+++ Input material

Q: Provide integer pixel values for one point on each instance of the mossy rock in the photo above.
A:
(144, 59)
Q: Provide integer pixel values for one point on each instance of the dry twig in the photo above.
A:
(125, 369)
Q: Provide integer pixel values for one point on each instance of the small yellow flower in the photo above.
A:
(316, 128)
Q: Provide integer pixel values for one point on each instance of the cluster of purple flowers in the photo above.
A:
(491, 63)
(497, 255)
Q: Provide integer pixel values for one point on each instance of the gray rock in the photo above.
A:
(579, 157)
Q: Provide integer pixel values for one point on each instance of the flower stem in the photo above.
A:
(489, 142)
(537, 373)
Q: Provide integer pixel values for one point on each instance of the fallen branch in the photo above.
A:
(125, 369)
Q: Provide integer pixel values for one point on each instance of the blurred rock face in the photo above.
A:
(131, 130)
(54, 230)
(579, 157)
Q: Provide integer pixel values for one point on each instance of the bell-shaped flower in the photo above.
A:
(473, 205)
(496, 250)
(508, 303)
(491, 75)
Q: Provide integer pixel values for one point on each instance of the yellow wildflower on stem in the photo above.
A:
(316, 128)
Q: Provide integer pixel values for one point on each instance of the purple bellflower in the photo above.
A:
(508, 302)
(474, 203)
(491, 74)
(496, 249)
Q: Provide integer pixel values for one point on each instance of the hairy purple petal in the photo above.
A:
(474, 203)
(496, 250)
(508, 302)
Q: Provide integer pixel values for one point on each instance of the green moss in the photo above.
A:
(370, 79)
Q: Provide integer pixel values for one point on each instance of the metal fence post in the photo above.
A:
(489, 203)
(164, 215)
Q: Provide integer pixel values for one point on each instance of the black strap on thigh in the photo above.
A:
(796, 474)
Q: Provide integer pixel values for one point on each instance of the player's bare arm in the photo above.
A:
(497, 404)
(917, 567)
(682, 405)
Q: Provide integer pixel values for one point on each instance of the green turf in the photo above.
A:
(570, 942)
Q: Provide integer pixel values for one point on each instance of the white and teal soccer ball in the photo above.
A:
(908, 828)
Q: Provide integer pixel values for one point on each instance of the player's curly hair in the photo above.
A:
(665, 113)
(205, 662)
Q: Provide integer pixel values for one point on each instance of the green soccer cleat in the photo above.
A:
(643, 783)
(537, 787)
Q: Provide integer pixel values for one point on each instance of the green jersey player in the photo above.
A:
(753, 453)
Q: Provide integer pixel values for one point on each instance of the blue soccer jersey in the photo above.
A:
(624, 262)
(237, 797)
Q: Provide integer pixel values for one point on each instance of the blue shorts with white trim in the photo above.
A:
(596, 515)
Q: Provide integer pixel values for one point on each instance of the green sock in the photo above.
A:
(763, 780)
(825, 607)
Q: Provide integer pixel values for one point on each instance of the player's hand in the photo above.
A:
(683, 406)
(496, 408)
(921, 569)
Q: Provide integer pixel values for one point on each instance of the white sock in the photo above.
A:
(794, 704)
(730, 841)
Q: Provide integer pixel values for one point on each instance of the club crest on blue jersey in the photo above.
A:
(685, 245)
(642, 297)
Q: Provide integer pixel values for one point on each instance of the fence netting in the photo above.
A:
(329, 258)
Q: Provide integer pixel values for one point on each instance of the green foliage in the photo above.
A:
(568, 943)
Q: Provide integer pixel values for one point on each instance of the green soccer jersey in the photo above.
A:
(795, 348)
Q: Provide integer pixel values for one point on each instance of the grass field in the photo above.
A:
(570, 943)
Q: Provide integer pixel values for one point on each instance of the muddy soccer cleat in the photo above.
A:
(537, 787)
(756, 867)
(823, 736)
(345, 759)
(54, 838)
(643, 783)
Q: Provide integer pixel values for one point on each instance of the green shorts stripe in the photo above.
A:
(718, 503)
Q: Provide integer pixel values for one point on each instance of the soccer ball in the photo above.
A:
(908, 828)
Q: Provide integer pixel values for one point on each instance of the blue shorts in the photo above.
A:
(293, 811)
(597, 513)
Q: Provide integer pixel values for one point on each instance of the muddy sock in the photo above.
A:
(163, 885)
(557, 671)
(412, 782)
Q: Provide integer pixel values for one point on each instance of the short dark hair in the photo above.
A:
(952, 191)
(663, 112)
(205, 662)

++++++
+++ Input material

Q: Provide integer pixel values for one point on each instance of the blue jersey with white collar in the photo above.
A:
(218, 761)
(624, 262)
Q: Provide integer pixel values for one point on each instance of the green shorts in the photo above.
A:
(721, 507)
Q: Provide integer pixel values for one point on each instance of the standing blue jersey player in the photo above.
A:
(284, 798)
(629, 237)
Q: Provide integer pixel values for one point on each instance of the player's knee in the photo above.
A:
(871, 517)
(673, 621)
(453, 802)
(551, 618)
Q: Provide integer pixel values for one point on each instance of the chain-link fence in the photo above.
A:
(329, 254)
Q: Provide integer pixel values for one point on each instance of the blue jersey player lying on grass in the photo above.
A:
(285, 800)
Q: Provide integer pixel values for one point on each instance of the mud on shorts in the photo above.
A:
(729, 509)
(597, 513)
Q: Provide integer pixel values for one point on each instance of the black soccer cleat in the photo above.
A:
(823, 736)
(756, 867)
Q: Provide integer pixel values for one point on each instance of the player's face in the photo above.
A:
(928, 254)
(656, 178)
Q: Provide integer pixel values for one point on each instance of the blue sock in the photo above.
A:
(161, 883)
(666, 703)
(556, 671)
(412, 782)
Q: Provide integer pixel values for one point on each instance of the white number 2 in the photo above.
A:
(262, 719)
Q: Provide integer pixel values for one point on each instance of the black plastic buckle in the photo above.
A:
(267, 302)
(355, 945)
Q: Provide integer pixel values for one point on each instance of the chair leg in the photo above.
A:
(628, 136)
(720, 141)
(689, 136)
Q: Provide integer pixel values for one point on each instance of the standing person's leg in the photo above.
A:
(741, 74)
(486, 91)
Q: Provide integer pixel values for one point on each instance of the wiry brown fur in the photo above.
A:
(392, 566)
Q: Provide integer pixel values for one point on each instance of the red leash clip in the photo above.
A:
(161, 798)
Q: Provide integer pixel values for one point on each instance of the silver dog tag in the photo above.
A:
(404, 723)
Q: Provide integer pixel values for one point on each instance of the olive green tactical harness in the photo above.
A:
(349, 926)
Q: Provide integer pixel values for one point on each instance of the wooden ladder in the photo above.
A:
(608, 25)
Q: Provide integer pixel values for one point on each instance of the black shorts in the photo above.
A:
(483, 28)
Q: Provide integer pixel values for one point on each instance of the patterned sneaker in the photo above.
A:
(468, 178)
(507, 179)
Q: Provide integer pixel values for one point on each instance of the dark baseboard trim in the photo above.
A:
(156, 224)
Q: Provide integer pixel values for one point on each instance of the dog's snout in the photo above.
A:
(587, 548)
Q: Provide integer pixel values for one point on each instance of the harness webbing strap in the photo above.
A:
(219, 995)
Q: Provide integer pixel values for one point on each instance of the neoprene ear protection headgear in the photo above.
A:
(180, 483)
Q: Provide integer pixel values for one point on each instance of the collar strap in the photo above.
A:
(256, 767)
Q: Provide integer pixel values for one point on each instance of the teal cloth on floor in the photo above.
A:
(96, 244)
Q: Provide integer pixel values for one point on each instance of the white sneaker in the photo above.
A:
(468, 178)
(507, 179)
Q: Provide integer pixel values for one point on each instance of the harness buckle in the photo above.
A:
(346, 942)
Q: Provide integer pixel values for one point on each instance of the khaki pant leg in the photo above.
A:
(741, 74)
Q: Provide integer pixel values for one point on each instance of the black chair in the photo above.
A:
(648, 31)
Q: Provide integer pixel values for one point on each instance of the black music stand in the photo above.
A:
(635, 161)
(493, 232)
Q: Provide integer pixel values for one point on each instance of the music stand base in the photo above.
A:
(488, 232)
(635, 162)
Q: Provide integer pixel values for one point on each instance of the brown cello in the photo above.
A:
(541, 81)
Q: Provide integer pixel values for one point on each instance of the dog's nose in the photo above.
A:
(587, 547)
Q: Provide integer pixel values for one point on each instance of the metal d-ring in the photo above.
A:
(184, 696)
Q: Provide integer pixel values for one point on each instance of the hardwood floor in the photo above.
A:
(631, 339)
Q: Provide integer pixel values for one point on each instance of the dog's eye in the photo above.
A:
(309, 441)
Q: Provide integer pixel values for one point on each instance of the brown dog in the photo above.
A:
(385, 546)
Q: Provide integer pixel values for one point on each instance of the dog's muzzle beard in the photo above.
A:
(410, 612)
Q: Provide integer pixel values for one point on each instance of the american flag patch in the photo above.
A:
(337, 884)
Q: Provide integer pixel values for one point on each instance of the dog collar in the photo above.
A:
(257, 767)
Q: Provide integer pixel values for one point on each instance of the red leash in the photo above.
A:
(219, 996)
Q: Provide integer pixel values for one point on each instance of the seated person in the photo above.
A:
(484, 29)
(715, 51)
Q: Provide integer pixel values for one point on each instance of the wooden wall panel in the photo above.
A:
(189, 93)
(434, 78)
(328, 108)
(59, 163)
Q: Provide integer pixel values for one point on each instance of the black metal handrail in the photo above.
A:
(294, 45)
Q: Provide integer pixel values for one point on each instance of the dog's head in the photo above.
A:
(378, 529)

++++++
+++ Input material

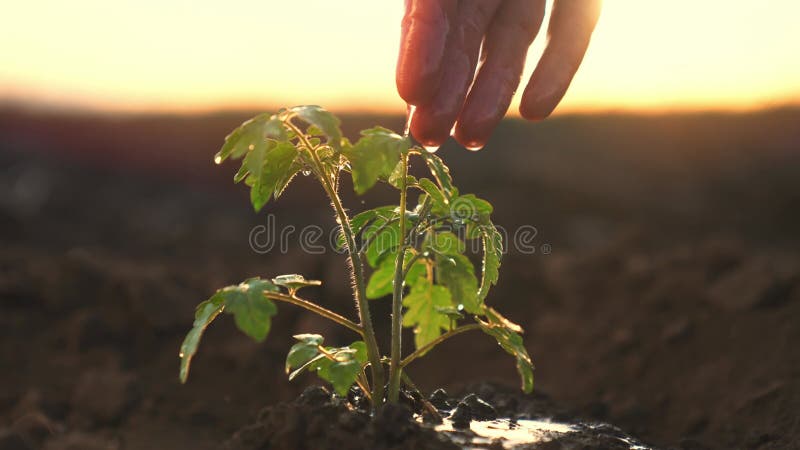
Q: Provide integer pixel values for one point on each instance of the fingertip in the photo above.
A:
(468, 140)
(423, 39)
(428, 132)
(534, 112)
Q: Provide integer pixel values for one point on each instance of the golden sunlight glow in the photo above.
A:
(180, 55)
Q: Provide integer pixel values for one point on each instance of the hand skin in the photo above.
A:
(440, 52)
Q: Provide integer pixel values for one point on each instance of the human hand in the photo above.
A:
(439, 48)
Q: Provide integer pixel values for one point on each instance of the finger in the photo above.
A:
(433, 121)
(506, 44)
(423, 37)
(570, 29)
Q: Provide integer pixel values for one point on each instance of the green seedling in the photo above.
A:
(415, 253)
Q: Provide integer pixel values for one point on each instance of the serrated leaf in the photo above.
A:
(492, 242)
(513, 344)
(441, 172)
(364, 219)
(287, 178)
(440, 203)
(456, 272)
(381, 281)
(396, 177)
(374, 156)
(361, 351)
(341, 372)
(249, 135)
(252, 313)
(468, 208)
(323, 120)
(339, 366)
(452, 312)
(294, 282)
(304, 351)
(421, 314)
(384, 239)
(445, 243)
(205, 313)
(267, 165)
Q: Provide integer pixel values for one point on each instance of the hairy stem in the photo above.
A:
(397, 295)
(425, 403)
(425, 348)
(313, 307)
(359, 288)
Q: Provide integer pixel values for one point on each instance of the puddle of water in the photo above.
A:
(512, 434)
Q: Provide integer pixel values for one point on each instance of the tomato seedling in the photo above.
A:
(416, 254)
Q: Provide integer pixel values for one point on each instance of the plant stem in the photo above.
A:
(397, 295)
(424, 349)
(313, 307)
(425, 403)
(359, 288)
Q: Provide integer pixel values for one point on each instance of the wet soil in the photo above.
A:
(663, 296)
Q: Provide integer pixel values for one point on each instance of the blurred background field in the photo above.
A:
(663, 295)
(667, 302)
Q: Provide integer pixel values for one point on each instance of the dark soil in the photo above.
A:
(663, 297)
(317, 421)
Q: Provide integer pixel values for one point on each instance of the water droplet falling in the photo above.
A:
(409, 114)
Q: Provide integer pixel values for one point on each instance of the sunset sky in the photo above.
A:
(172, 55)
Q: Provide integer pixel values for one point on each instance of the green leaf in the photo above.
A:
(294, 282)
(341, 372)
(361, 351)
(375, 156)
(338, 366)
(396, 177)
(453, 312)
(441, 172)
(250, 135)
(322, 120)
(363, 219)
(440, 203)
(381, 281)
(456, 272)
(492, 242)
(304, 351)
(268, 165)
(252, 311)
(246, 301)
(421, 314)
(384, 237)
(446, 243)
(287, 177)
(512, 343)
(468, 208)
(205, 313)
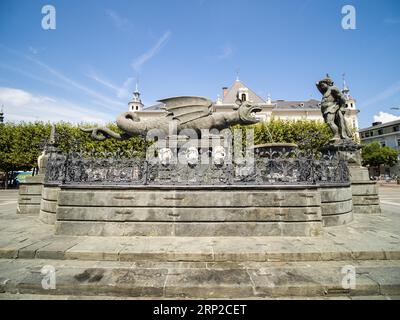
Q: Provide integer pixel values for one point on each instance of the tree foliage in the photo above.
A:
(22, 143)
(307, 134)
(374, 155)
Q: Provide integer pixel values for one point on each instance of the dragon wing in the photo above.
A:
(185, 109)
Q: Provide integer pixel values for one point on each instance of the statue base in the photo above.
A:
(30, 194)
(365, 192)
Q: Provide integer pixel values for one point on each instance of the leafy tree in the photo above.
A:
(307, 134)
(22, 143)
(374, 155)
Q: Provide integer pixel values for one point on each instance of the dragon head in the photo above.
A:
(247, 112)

++++++

* **Exercise objective**: List each line in the records above that contains the word "standing".

* **Finished exercise**:
Q: Provide integer pixel values for one point on each instance of the standing blue jersey player in the photo above.
Q: Provide integer pixel values for one point on each instance of the standing person's leg in the photo above.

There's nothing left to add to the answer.